═══ Data section
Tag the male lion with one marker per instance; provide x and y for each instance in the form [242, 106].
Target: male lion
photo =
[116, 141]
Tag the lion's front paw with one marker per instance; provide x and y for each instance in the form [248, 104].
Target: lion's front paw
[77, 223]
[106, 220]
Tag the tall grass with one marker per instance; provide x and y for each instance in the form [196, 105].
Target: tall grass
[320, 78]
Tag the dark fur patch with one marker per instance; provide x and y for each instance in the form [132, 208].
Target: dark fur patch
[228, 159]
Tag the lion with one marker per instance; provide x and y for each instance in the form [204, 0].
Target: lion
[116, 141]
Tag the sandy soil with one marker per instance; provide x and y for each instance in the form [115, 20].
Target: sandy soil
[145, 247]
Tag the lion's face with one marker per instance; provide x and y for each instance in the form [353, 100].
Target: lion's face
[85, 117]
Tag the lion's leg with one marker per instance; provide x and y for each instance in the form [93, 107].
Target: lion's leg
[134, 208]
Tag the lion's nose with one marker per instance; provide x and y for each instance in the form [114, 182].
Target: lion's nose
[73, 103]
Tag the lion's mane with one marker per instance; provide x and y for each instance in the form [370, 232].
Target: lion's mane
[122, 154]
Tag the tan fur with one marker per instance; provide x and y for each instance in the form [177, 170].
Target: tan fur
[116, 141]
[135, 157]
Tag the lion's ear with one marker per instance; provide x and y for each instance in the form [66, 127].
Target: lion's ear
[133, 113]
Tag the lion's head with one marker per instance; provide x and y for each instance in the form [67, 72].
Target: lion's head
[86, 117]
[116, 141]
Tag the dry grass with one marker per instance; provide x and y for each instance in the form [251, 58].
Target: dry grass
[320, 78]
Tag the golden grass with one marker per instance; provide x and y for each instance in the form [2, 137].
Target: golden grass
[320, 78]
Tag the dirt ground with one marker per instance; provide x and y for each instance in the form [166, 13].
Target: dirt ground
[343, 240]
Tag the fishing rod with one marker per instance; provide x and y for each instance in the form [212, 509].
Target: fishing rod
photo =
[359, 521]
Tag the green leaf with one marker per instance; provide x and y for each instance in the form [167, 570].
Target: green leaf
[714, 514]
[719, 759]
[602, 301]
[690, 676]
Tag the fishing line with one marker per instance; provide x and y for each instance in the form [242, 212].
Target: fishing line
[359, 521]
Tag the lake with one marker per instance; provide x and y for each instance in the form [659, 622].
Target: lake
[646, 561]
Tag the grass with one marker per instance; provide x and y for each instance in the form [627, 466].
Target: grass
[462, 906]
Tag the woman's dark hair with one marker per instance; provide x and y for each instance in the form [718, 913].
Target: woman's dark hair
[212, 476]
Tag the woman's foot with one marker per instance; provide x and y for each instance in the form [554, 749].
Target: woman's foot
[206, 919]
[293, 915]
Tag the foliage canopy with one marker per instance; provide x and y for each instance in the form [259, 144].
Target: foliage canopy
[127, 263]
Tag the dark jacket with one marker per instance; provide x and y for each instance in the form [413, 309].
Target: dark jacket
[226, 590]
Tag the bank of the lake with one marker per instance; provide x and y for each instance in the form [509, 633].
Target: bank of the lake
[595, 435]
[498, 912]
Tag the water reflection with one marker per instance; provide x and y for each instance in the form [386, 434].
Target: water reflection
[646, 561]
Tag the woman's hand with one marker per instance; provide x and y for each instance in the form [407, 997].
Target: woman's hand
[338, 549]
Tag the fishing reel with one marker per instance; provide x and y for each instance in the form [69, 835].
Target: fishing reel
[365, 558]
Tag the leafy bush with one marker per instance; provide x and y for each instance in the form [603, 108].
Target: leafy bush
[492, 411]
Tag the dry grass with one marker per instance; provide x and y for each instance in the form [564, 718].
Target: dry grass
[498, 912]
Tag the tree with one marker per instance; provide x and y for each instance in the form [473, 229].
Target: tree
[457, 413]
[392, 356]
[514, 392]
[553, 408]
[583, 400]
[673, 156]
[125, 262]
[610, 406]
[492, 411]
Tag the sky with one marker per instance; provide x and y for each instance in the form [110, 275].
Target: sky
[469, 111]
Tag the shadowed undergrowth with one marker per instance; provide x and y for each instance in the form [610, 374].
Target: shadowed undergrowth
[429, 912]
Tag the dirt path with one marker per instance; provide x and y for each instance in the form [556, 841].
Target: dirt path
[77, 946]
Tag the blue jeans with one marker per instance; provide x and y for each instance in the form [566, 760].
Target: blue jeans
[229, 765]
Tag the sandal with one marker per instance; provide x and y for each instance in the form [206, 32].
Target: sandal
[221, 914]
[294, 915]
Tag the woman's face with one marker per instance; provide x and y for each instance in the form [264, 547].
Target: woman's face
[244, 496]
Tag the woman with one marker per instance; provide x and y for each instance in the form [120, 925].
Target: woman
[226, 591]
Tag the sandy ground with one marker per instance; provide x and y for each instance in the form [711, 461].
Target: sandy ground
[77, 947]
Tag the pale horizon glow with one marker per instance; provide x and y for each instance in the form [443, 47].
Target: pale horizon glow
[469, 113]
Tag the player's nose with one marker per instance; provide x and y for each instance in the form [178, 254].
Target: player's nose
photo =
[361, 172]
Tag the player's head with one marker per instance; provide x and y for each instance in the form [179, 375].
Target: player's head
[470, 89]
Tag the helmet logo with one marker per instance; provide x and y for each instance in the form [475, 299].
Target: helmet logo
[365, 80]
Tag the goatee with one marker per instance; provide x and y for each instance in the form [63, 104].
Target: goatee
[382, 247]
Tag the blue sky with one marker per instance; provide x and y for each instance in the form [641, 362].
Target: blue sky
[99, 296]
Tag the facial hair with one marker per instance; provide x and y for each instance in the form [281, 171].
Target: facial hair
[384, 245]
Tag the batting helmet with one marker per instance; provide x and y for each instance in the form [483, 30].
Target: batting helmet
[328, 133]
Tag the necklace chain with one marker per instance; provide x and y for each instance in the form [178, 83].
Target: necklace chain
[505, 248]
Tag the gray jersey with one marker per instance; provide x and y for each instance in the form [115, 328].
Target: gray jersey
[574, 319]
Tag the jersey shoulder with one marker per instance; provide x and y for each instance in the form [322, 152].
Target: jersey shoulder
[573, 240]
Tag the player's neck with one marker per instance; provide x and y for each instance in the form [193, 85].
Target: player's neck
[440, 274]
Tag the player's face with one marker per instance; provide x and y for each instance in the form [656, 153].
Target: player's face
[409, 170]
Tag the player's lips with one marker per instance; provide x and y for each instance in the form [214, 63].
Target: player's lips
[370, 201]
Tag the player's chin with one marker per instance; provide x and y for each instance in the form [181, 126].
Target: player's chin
══════
* What to work on
Return what is listed above, exactly and completely.

* Exercise answer
Tag the male lion with one marker per instance; provide x and y for each instance in the form [242, 106].
Target: male lion
photo =
[116, 141]
Tag the lion's front paw with one marker per instance; provide x and y for each instance in the form [248, 104].
Target: lion's front paw
[77, 223]
[106, 220]
Tag the tall grass with one marker per instance; provide x and y for each instance in the form [196, 105].
Target: tall grass
[320, 78]
Tag the dark fur patch with one marker per instance; provide x and y for each instance in the form [132, 208].
Target: dark fur patch
[228, 159]
Tag the lion with one marker per instance; provide x and y for each instance in the form [204, 0].
Target: lion
[116, 141]
Tag the sandy soil with one marker per instance; provide x and y for each instance in the form [115, 20].
Target: sandy soil
[145, 247]
Tag the lion's face with one marker per instance; provide x and y for each instance in the form [353, 100].
Target: lion's face
[85, 117]
Tag the lion's leg with one marker per instance; provide x and y for each instance in the form [93, 107].
Target: lion's leg
[134, 208]
Tag the lion's nose with one marker per instance; provide x and y for each instance in the form [114, 182].
Target: lion's nose
[73, 103]
Tag the lion's mane with one marker per instance; provide x and y for each instance in the form [370, 232].
Target: lion's mane
[122, 154]
Tag the tan fur with one marker per instance; provide x and y for each instance in the form [177, 170].
Target: tan fur
[116, 141]
[135, 157]
Tag the lion's ear with one marker per instance; provide x and y for each instance in the form [66, 127].
Target: lion's ear
[133, 113]
Tag the lion's head with one marker per instance; provide x and y for each instance in the form [67, 72].
Target: lion's head
[86, 117]
[116, 141]
Tag the dry grass with one marker per instance; provide x and y for each instance in the form [251, 58].
Target: dry grass
[320, 78]
Tag the golden grass with one marker per instance; provide x and y for each instance in the form [2, 137].
Target: golden grass
[320, 78]
Tag the dirt ground with one marker per instance; provide x and y for each instance in the form [166, 13].
Target: dirt ground
[343, 240]
Tag the fishing rod with one marker per instance; provide x and y for each instance in the form [212, 509].
Target: fishing rod
photo =
[359, 521]
Tag the green leaf with one marker per instance; provide x and y for each instance in the form [167, 570].
Target: green leaf
[714, 514]
[719, 759]
[602, 301]
[690, 676]
Tag the fishing line with one marker per instance; provide x and y for each instance in the form [242, 212].
Target: fishing line
[359, 521]
Tag the lake with one marker per instance; provide x and y for each instance in the form [659, 622].
Target: lake
[646, 561]
Tag the grass with one marker per instance; provide x and y for each instance in the form [627, 466].
Target: grass
[462, 906]
Tag the woman's dark hair with one marker per instance; provide x and y for each instance in the form [718, 913].
Target: woman's dark hair
[212, 476]
Tag the woman's foot with one marker per instance; provide x and y for each instance in the form [554, 749].
Target: woman's foot
[206, 919]
[293, 915]
Tag the foliage canopy with one marker per instance; provide x and y for each instance in the form [259, 144].
Target: foliage canopy
[127, 263]
Tag the dark jacket with one marker per instance; provide x and y for each instance in the form [413, 309].
Target: dark jacket
[226, 590]
Tag the bank of the lake with one marker per instance; provide x and y for each instance in the form [509, 633].
Target: bank of the lake
[595, 435]
[498, 912]
Tag the water reflection with one marker per instance; provide x and y for each instance in the form [386, 434].
Target: water reflection
[646, 561]
Tag the woman's hand with one marker per instance; provide x and y for each instance in the form [407, 997].
Target: woman's hand
[338, 549]
Tag the fishing reel with one marker per instance; provide x and y for each instance in the form [69, 835].
Target: fishing reel
[365, 558]
Tag the leafy bush with one marker per instance; provide x and y for each instance in the form [603, 108].
Target: leafy bush
[492, 411]
Tag the dry grass with one marker per instance; provide x and y for each instance in the form [564, 718].
Target: dry grass
[498, 912]
Tag the tree with one marker per instance; provide x and y for each instance in the form [473, 229].
Target: tree
[457, 413]
[392, 356]
[514, 392]
[553, 408]
[583, 400]
[673, 156]
[125, 262]
[610, 406]
[492, 411]
Tag the sky with one marker per instance; provide x and y for each instance in the form [110, 275].
Target: sky
[469, 111]
Tag the shadowed undergrowth with one marker per instance; provide x and y for each instance in the form [610, 374].
Target: shadowed undergrowth
[429, 912]
Tag the dirt path with one marker per instance; provide x and y for each instance in the form [556, 841].
Target: dirt path
[77, 946]
Tag the blue jeans with one marker per instance; provide x and y for each instance in the form [566, 760].
Target: blue jeans
[229, 765]
Tag the sandal with one marker per instance; provide x and y for each instance in the form [206, 32].
Target: sandal
[221, 914]
[294, 915]
Tag the woman's face with one marker per instance; provide x and y for each instance in the form [264, 547].
Target: woman's face
[244, 496]
Tag the woman with one marker per instance; provide x and y for each instance in the form [120, 925].
Target: woman
[226, 591]
Tag the sandy ground with one marker per instance; provide x and y for each instance in the form [711, 461].
Target: sandy ground
[77, 947]
Tag the pale horizon glow with one marker per instance; provide x and y for each instance in the form [443, 47].
Target: pale horizon glow
[469, 113]
Tag the player's nose with one marker per instance; provide x and y for each instance in the form [178, 254].
Target: player's nose
photo =
[361, 172]
Tag the player's head with one marker per instance; provide x and y for each instance in the form [179, 375].
Target: player's head
[470, 89]
Tag the helmet logo with one marker per instance; provide x and y for each instance in the form [475, 299].
Target: helmet logo
[365, 80]
Tag the goatee with one marker per instance; provide x and y for each instance in the form [63, 104].
Target: goatee
[382, 247]
Tag the blue sky with one marker per instance; provide x and y for each instance in the form [641, 362].
Target: blue sky
[99, 296]
Tag the facial hair with one marker per instance; provide x and y for each instance in the form [281, 171].
Target: facial hair
[384, 245]
Tag the batting helmet with one marker per instance; provide x and y for each instance in the form [483, 30].
Target: batting helmet
[328, 133]
Tag the necklace chain with one marker per instance; provide x and y for each instance in the form [178, 83].
Target: necklace chain
[505, 248]
Tag the gray jersey with one marker per instance; provide x and y for each instance in the form [115, 328].
Target: gray jersey
[574, 319]
Tag the jersey shoulder with one marker per instance; provide x and y for each instance in the form [322, 152].
Target: jersey shoulder
[573, 240]
Tag the player's neck with one marker per instance; provide x and y for each instance in the form [193, 85].
Target: player's neck
[440, 274]
Tag the player's face with one marker per instance; provide x and y for each instance in the form [656, 153].
Target: player's face
[409, 170]
Tag the player's lips with one marker per instance; provide x and y for each instance in the form [214, 63].
Target: player's lips
[370, 201]
Tag the player's chin with one marker per instance; provide x and y for each instance in the form [181, 126].
Target: player's chin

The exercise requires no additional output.